%%
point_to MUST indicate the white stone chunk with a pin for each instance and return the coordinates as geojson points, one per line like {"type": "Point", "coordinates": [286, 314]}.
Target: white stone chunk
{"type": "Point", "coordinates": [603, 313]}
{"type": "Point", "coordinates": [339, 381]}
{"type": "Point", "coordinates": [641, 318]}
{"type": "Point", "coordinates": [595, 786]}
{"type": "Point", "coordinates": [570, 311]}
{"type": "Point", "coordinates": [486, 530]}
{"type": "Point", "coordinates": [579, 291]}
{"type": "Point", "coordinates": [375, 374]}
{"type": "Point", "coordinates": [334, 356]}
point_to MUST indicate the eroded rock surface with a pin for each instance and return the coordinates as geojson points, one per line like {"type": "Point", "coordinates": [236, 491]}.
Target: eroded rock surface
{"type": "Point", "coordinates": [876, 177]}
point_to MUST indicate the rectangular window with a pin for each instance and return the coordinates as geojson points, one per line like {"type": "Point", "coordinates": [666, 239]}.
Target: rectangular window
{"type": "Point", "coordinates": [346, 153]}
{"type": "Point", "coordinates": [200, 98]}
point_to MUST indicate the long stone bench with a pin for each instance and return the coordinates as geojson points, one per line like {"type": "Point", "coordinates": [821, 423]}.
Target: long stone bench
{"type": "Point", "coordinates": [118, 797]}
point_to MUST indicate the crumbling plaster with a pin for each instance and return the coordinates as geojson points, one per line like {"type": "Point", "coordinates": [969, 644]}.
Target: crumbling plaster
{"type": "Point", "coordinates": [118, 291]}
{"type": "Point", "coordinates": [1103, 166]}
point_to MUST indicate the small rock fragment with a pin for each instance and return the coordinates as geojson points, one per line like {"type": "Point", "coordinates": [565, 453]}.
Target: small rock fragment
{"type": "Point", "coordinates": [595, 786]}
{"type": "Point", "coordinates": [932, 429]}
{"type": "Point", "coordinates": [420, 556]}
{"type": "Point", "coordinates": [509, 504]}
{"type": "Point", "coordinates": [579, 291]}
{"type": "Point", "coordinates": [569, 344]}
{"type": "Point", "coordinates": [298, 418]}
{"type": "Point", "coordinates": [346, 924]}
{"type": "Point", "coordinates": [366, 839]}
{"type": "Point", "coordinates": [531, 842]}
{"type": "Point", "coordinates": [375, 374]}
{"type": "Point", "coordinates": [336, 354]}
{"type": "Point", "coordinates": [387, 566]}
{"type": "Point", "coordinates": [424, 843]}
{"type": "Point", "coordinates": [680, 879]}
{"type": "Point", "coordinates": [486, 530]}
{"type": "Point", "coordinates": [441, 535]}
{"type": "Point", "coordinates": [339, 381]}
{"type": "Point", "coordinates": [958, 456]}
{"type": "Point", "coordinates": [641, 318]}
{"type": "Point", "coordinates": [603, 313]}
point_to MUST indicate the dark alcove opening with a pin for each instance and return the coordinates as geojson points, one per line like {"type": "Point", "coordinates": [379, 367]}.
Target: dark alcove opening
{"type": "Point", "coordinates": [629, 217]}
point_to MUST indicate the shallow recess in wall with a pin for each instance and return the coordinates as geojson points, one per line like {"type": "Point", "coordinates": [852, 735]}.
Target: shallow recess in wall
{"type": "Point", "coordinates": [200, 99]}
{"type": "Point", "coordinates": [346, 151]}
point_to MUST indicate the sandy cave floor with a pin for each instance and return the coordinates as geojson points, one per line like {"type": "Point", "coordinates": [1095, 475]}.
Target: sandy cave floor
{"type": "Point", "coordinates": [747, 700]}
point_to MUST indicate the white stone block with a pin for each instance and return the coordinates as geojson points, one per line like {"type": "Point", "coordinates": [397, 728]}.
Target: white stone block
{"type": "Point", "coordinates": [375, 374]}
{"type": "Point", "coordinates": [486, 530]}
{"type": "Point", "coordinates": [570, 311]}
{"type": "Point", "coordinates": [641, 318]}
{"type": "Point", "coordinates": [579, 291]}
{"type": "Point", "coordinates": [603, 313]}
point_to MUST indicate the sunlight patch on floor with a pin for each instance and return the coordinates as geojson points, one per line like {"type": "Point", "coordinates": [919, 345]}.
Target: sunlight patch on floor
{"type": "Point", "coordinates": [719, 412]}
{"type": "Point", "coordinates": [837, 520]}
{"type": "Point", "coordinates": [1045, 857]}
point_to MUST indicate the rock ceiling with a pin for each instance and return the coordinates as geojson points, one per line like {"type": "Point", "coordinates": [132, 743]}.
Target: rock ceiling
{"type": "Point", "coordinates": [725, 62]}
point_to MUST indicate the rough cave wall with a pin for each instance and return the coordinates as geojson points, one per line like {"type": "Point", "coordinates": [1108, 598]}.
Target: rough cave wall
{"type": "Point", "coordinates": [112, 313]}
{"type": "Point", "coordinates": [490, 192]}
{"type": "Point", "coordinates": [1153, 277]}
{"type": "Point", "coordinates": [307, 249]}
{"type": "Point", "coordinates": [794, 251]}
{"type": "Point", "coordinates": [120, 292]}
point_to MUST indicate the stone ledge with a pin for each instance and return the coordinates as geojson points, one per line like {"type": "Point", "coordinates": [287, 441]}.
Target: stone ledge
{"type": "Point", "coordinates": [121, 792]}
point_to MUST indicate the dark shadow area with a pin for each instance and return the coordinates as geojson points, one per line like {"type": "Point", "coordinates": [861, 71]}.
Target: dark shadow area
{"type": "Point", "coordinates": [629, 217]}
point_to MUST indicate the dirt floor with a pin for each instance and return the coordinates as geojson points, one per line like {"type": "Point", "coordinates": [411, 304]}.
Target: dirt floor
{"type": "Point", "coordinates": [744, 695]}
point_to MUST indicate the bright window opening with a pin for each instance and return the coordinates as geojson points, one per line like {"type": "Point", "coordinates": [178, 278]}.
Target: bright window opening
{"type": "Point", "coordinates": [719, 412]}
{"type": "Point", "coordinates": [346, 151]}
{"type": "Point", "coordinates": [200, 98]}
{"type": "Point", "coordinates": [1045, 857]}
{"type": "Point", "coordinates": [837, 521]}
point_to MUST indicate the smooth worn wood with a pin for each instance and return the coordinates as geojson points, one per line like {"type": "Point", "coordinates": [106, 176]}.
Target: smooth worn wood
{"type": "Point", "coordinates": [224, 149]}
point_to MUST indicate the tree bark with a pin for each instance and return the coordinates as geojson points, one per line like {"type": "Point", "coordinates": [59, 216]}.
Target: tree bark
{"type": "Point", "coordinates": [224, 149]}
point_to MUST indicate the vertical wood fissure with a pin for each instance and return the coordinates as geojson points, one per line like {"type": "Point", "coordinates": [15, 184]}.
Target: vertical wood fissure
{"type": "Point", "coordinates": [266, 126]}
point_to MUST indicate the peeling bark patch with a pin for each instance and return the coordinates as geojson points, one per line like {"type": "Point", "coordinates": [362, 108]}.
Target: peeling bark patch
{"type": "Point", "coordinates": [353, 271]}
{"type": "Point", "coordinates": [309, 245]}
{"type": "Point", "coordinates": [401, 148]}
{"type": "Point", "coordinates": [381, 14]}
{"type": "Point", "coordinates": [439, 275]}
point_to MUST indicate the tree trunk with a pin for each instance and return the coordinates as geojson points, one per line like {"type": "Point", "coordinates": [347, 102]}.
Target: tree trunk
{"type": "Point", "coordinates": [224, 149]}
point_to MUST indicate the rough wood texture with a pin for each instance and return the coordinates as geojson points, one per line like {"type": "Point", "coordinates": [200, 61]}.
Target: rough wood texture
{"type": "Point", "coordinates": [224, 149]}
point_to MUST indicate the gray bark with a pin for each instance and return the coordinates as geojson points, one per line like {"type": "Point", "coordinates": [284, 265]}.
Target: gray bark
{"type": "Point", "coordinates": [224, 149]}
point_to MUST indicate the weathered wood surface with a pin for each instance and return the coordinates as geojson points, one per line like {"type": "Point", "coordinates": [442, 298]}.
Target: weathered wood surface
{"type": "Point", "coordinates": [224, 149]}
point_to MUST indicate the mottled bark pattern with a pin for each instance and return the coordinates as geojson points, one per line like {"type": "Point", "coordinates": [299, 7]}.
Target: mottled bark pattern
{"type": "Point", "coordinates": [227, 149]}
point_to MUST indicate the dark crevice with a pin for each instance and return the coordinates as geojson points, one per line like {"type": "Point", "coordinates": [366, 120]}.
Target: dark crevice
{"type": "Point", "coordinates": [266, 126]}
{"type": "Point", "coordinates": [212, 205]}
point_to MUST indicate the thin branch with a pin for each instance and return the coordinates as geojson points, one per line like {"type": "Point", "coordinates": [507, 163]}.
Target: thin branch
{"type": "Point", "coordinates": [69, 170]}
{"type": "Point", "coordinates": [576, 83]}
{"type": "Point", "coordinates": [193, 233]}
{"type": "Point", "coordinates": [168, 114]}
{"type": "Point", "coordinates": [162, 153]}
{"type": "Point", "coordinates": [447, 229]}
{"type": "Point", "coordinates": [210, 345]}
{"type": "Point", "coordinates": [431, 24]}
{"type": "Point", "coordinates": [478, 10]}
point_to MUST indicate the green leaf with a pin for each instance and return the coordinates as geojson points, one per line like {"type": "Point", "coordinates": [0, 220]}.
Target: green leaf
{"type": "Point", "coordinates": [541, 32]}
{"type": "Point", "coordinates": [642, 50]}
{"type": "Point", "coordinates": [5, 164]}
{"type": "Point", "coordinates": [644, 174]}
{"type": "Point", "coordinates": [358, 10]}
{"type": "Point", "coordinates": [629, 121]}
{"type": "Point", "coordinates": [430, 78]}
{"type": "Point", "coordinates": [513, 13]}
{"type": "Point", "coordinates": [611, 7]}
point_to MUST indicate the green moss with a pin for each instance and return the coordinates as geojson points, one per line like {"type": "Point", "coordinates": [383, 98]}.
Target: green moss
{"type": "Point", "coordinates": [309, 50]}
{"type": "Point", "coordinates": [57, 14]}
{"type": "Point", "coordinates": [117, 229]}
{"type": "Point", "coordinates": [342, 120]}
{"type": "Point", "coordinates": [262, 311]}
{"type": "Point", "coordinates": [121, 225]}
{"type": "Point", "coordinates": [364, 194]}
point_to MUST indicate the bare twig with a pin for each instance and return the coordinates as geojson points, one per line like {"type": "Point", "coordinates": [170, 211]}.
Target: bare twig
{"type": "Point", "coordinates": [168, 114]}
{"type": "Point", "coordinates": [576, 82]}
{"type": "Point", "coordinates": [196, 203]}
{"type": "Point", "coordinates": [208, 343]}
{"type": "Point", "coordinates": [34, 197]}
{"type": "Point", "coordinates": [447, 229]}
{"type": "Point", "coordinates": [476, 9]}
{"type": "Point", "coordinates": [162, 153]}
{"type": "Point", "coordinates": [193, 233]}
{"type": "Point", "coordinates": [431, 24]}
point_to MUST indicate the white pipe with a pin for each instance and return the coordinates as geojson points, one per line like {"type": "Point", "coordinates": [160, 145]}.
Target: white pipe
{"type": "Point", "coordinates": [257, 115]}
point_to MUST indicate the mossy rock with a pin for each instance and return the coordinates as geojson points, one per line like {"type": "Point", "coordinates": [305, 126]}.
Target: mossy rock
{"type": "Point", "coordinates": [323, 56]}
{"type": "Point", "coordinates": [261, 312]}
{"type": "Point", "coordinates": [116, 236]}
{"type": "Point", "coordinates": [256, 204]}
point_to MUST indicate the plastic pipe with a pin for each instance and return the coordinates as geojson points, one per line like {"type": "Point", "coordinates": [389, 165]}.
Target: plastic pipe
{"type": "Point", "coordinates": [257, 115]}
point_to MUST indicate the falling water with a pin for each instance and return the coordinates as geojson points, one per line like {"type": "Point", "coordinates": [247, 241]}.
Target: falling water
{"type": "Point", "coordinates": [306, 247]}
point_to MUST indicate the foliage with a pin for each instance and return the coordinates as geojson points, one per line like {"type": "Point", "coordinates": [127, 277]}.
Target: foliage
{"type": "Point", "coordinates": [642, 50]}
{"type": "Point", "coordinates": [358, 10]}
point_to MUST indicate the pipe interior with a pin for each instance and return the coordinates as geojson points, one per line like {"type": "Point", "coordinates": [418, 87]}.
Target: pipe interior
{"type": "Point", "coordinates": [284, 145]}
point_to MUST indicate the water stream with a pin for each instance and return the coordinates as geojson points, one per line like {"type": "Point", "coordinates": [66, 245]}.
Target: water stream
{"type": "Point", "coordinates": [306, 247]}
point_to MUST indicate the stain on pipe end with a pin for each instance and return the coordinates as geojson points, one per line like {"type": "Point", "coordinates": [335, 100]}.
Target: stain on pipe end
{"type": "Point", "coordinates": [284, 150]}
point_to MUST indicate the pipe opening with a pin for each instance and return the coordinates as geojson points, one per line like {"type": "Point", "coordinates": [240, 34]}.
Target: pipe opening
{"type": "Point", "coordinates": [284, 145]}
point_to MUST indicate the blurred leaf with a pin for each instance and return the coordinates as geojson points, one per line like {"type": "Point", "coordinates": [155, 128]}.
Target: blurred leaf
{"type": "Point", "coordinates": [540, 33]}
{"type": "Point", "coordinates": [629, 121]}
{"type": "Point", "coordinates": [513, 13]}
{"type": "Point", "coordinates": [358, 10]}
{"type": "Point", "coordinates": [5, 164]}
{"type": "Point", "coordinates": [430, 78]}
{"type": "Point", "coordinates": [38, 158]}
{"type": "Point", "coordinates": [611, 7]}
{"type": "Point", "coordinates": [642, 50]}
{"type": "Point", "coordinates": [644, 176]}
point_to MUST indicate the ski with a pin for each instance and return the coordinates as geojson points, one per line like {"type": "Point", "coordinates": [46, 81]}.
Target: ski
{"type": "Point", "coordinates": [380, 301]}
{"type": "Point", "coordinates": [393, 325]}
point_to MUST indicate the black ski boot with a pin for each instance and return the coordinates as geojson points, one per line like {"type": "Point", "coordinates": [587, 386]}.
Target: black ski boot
%%
— What the task asks —
Reproduce the lines from the one containing "point_to MUST indicate the pipe opening" through the end of the items, requests included, with every point coordinate in the answers multiplied by 1.85 and rounded to a whole number, halves rounded up. Keep the numbers in the requests and their sample formats unchanged.

— Solution to this exercise —
point_to MUST indicate the pipe opening with a pin for each instance and return the coordinates as geojson points, one per line like {"type": "Point", "coordinates": [240, 34]}.
Target: pipe opening
{"type": "Point", "coordinates": [525, 268]}
point_to MUST indicate the blurred leaf with a pin for each instance and return the coordinates as geojson points, one per line like {"type": "Point", "coordinates": [155, 128]}.
Target: blurred leaf
{"type": "Point", "coordinates": [999, 61]}
{"type": "Point", "coordinates": [1164, 224]}
{"type": "Point", "coordinates": [949, 24]}
{"type": "Point", "coordinates": [662, 19]}
{"type": "Point", "coordinates": [9, 303]}
{"type": "Point", "coordinates": [796, 144]}
{"type": "Point", "coordinates": [70, 292]}
{"type": "Point", "coordinates": [1130, 13]}
{"type": "Point", "coordinates": [1188, 93]}
{"type": "Point", "coordinates": [1191, 326]}
point_to MUST indicate the ski with a pin for each instance and return the coordinates as geojson points, one per line like {"type": "Point", "coordinates": [46, 81]}.
Target: ski
{"type": "Point", "coordinates": [703, 557]}
{"type": "Point", "coordinates": [727, 601]}
point_to MUST indicate the black ski boot with a pin for each instance and return the coordinates as geojson points, one per line like {"type": "Point", "coordinates": [587, 386]}.
Target: black ski boot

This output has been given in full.